─── EXCERPT PROVIDED

Patch attached with your suggestions. It's based on the first patch in
the series I posted here:

https://postgr.es/m/a4388fa3acabf7794ac39fdb471ad97eebdfbe11.ca...@j-davis.com

We still need to consider backwards compatibility. If someone has a
collation with locale name C.UTF-8 in an earlier version, any change to
the interpretation of that locale name after an upgrade carries a
corruption risk. The risks are different in ICU vs libc:

  For ICU: iculocale=C in an earlier version was a mistake that must
have been explicitly requested by the user. However, if such a mistake
was made, the indexes would have been created using the ICU root
locale, which is very different from the C locale. So reinterpreting
iculocale=C as memcmp() would be likely to result in index corruption.
Patch 0002 (also based on a patch from the series linked above) solves
this with a pg_upgrade check for iculocale=C in versions 15 and
earlier. The upgrade check is not likely to affect many users, and
those it does affect have a mis-defined collation and would benefit
from the check.

  For libc: this change may affect any user who happened to have
LANG=C.UTF-8 in their environment at initdb time, which is probably a
lot of users, and some buildfarm members. However, the average risk
seems to be much lower, because we've gone a long time with the
assumption that C.UTF-8 has the same behavior as C, and this only
recently came up. Also, I'm not sure how obscure the cases are even if
there is a difference; perhaps they don't often occur in practice? It's
not clear to me how we mitigate this risk further, though.

Regards,
        Jeff Davis

From c6721272200c14931ad757185a3aaeb615c432ed Mon Sep 17 00:00:00 2001
From: Jeff Davis <j...@j-davis.com>
Date: Mon, 24 Apr 2023 15:46:17 -0700
Subject: [PATCH 1/2] Interpret C locales consistently between ICU and libc.

Treat a locale named C, C.anything, POSIX, or POSIX.anything as
equivalent to the C locale; implemented with built-in semantics
(memcmp() for collation and pg_ascii_*() for ctype).

Such locales are not passed to the provider at all, so have identical
behavior regardless of whether it's declared with provider ICU or
libc.

──────
─── INFORMATION SHOWN

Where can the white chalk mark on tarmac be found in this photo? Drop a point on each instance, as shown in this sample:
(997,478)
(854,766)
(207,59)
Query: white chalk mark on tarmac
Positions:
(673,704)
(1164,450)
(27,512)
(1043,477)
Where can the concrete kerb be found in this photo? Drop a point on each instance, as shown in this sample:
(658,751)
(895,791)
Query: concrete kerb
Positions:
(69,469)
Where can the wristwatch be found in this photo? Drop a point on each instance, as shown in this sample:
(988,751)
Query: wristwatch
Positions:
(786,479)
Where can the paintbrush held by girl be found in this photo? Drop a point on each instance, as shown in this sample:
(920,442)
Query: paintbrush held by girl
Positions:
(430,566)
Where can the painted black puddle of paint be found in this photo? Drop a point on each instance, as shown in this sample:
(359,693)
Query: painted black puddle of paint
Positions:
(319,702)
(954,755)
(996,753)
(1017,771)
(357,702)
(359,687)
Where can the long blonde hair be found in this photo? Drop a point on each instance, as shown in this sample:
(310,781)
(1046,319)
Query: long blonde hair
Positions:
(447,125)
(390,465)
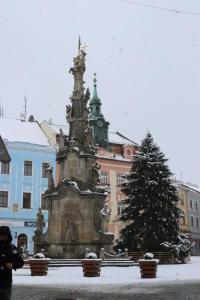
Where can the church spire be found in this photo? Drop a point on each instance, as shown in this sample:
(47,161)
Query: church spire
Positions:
(95,99)
(97,120)
(95,87)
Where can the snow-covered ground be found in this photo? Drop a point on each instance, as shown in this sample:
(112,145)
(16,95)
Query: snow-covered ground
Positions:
(110,275)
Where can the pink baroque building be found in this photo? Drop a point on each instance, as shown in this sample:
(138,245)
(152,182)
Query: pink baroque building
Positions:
(115,163)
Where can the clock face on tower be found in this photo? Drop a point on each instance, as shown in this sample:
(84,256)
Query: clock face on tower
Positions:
(100,123)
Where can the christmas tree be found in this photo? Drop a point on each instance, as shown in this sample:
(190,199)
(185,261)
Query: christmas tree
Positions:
(151,213)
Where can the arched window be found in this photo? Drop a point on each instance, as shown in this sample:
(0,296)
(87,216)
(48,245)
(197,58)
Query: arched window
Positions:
(22,240)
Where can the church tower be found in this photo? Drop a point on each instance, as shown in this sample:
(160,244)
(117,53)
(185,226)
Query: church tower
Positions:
(97,120)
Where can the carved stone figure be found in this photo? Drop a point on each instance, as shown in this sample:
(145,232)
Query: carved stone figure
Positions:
(87,96)
(71,230)
(105,216)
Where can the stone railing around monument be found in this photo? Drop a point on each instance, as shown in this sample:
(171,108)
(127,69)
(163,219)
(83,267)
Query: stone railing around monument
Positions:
(112,255)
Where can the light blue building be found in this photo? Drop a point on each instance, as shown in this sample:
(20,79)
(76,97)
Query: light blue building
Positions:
(24,179)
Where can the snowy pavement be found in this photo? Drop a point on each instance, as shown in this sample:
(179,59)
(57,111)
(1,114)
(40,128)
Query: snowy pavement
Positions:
(72,276)
(173,282)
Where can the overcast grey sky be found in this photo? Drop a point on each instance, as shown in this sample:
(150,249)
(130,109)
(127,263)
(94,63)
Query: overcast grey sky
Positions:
(147,63)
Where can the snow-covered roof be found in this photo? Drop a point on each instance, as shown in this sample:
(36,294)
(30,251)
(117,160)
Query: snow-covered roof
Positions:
(57,127)
(193,187)
(118,138)
(14,130)
(188,185)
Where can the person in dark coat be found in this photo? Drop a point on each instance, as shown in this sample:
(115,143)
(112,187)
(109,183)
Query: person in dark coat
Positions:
(9,259)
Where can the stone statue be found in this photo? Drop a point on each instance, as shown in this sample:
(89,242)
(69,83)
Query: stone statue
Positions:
(105,216)
(71,230)
(51,184)
(40,220)
(87,96)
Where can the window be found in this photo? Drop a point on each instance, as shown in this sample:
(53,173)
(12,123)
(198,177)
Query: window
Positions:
(104,178)
(3,199)
(120,179)
(44,170)
(128,152)
(182,200)
(5,167)
(120,209)
(44,203)
(191,204)
(192,221)
(197,222)
(27,200)
(27,168)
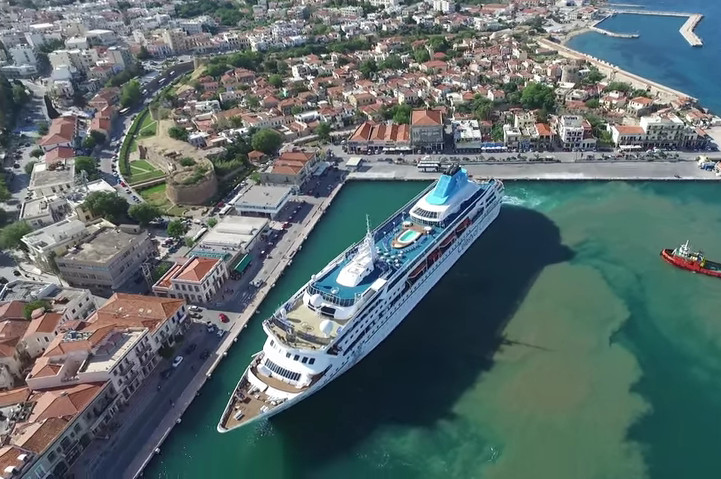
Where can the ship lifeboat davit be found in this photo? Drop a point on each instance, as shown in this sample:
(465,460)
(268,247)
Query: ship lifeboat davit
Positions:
(463,226)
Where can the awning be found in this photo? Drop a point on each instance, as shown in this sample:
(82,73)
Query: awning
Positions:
(243,263)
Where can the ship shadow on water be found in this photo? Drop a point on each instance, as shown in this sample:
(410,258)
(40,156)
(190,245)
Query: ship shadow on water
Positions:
(440,350)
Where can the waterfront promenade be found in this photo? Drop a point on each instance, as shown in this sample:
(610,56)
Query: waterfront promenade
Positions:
(581,171)
(616,73)
(687,29)
(174,415)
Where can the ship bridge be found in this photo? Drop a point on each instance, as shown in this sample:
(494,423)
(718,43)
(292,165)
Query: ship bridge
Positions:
(451,190)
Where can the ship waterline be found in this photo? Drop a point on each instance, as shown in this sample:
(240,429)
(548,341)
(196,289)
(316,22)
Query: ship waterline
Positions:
(343,312)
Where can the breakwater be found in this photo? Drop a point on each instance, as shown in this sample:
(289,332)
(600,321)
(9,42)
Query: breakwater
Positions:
(686,30)
(613,72)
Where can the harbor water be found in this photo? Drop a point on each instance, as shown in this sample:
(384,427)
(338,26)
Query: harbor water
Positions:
(560,346)
(661,53)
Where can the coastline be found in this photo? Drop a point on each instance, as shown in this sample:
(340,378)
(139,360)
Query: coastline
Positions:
(174,416)
(616,73)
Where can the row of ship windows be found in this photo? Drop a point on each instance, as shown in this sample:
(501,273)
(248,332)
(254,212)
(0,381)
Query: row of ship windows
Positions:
(297,357)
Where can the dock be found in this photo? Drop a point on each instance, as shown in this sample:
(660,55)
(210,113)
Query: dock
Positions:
(174,415)
(686,30)
(613,34)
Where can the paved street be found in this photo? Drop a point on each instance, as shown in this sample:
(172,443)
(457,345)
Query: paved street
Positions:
(146,409)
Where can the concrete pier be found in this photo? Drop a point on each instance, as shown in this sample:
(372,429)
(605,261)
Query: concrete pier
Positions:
(174,415)
(687,29)
(614,34)
(616,73)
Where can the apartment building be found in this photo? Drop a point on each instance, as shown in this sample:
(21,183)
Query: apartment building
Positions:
(45,244)
(23,55)
(427,130)
(107,258)
(48,179)
(291,168)
(196,279)
(86,374)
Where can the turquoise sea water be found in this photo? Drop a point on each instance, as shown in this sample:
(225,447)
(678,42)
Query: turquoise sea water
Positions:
(661,53)
(560,346)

──────

▸ **EXERCISE TASK 1**:
List each line of the records that contains the string "white", matching case exactly.
▸ **EXERCISE TASK 2**:
Pick up the post about interpreting C locales in ICU and libc right after its last sentence and continue it.

▸ **RESPONSE 1**:
Where can the white chalk mark on tarmac be found in this photo? Drop a point on each instance, as shown in this sample:
Query: white chalk mark on tarmac

▸ **RESPONSE 2**:
Previously, only C and POSIX locales had this behavior (not
e.g. "C.UTF-8"), and only if the provider was declared as libc. That
caused problems on libc for locales like C.UTF-8, which may have
subtly different behavior in some versions of libc; and it caused
problems on ICU because newer versions don't recognize C locales.

Discussion: https://postgr.es/m/1559006.1685040...@sss.pgh.pa.us
Discussion: https://postgr.es/m/c840107b-4cb9-c8e9-abb7-1d8c5e0d51df%40enterprisedb.com
Discussion: https://postgr.es/m/87v8hoexdv....@news-spur.riddles.org.uk
---
 doc/src/sgml/charset.sgml                     |   3 +-
 src/backend/commands/collationcmds.c          |  42 +++---
 src/backend/commands/dbcommands.c             |  41 +++---
 src/backend/utils/adt/pg_locale.c             | 126 +++++++++++++-----
 src/backend/utils/init/postinit.c             |   4 +-
 src/backend/utils/mb/mbutils.c                |   3 +-
 src/include/utils/pg_locale.h                 |   1 +
 .../regress/expected/collate.icu.utf8.out     |   6 +
 src/test/regress/expected/collate.out         |   5 +
 src/test/regress/sql/collate.icu.utf8.sql     |   4 +
 src/test/regress/sql/collate.sql              |   5 +
 11 files changed, 167 insertions(+), 73 deletions(-)

diff --git a/doc/src/sgml/charset.sgml b/doc/src/sgml/charset.sgml
index ed84465996..8ba3117557 100644
--- a/doc/src/sgml/charset.sgml
+++ b/doc/src/sgml/charset.sgml
@@ -136,7 +136,8 @@ initdb --locale=sv_SE
    <para>
     If you want the system to behave as if it had no locale support,
     use the special locale name <literal>C</literal>, or equivalently
-    <literal>POSIX</literal>.
+    <literal>POSIX</literal>. An encoding may also be appended, for
+    example <literal>C.UTF-8</literal>.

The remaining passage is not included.